[START EXERCISE INPUT]
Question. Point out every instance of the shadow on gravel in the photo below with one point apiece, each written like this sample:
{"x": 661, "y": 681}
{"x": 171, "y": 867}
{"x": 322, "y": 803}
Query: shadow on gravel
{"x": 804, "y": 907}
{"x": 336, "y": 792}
[END EXERCISE INPUT]
_PROBLEM STATEMENT_
Copy every row above line for line, without changing anything.

_FULL SOLUTION_
Question. Point out every instance of the shadow on gravel in the photo below with one point apiece, each written like this sample:
{"x": 661, "y": 681}
{"x": 171, "y": 867}
{"x": 322, "y": 803}
Query: shadow on gravel
{"x": 804, "y": 907}
{"x": 336, "y": 792}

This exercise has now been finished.